Exercise set |
**1.** Please copy the utilities documentation word for word, from "The cleaned text after" to "chunk in sequence.".
**2.** In the utilities documentation, what does the clean_string function replace hash characters with?

Passage shown |
★ ★ ★ ★ ★ ★ ★

The response from the language learning model, which is typically a string containing the model’s answer or generated content based on the provided prompts.

The function is a utility for simplifying the process of sending structured chat prompts to a language learning model and parsing its response, useful in scenarios where dynamic interaction with the model is required.

oscopilot.utils.utils.random_string(length)[source]

Generates a random string of a specified length.

Parameters:

length (int) – The desired length of the random string.

Returns:

A string of random characters and digits of the specified length.

Return type:

str

oscopilot.utils.utils.num_tokens_from_string(string: str) int[source]

Calculates the number of tokens in a given text string according to a specific encoding.

Parameters:

text (str) – The text string to be tokenized.

Returns:

The number of tokens the string is encoded into according to the model’s tokenizer.

Return type:

int

oscopilot.utils.utils.parse_content(content, html_type='html.parser')[source]

Parses and cleans the given HTML content, removing specified tags, ids, and classes.

Parameters:
  • content (str) – The HTML content to be parsed and cleaned.

  • type (str, optional) – The type of parser to be used by BeautifulSoup. Defaults to “html.parser”. Supported types include “html.parser”, “lxml”, “lxml-xml”, “xml”, and “html5lib”.

Raises:

ValueError – If an unsupported parser type is specified.

Returns:

The cleaned text extracted from the HTML content.

Return type:

str

oscopilot.utils.utils.clean_string(text)[source]

Cleans a given string by performing various operations such as whitespace normalization, removal of backslashes, and replacement of hash characters with spaces. It also reduces consecutive non-alphanumeric characters to a single occurrence.

Parameters:

text (str) – The text to be cleaned.

Returns:

The cleaned text after applying all the specified cleaning operations.

Return type:

str

oscopilot.utils.utils.chunks(iterable, batch_size=100, desc='Processing chunks')[source]

Breaks an iterable into smaller chunks of a specified size, yielding each chunk in sequence.

★ ★ ★ ★ ★ ★ ★

Provided data |
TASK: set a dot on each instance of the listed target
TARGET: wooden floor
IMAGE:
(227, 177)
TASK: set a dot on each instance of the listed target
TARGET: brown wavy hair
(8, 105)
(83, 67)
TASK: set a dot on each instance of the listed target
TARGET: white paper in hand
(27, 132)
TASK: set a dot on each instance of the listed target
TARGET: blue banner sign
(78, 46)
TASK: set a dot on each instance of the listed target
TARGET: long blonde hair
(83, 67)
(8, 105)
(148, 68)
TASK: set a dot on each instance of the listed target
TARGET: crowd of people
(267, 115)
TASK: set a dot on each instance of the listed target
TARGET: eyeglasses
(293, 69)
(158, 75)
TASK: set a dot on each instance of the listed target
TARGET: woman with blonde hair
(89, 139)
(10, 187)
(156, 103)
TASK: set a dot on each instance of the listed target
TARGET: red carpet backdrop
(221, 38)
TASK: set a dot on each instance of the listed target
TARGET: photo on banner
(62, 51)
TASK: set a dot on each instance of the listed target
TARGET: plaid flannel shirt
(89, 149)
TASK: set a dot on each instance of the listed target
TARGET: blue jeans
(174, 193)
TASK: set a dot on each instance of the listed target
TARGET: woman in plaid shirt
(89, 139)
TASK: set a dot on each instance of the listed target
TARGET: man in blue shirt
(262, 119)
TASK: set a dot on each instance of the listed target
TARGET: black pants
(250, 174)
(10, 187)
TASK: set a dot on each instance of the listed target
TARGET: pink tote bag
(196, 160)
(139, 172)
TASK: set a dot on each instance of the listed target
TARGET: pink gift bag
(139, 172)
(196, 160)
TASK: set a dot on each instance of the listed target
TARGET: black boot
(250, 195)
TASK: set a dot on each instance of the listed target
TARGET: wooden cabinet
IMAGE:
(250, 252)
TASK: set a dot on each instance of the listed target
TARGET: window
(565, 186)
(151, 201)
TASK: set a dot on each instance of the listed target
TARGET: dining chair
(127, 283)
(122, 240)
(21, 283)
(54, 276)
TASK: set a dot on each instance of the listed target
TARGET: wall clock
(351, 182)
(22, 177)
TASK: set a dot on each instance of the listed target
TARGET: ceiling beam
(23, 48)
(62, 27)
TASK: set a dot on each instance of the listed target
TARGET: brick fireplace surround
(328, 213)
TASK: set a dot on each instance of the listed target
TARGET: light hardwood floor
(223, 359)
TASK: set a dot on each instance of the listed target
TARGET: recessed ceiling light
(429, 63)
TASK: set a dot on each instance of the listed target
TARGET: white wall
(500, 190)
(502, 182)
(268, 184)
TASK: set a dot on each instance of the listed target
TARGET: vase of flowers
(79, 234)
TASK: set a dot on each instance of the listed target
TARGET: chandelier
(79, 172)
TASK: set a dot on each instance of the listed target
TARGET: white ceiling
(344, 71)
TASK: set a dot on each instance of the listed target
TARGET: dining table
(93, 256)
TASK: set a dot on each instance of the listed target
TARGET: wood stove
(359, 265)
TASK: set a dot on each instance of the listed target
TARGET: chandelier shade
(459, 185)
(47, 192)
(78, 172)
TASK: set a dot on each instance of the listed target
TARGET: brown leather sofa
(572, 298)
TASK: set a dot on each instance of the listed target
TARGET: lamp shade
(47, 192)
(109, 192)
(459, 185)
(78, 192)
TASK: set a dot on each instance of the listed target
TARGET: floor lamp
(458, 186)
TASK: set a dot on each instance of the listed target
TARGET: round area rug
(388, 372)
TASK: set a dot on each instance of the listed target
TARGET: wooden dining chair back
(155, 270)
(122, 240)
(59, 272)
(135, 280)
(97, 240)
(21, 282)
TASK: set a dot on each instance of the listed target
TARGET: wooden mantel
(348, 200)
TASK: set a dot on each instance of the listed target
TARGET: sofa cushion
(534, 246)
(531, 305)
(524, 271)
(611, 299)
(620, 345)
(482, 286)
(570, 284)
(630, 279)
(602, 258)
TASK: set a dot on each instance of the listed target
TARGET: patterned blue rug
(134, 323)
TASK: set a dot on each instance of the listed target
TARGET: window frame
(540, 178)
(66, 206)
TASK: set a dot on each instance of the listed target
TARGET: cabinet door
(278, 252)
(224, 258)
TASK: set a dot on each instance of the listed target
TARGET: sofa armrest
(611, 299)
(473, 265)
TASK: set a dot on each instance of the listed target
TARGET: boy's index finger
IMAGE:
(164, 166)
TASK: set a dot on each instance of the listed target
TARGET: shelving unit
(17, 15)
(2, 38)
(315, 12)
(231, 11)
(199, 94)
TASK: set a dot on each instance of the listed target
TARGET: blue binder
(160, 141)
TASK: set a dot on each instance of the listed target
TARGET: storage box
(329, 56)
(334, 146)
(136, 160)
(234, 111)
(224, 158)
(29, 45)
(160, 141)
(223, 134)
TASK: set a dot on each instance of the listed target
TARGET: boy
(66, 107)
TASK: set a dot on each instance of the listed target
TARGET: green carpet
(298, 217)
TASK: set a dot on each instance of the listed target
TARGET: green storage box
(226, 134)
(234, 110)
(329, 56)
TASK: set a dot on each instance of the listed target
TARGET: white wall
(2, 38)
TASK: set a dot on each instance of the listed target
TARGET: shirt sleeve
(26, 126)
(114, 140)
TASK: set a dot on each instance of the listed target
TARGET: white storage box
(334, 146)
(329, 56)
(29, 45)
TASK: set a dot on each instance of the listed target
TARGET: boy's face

★ ★ ★ ★ ★ ★ ★

Activity answers |
**1.**
The cleaned text after applying all the specified cleaning operations.

Return type:

str

oscopilot.utils.utils.chunks(iterable, batch_size=100, desc='Processing chunks')[source]

Breaks an iterable into smaller chunks of a specified size, yielding each chunk in sequence.

**2.** Spaces.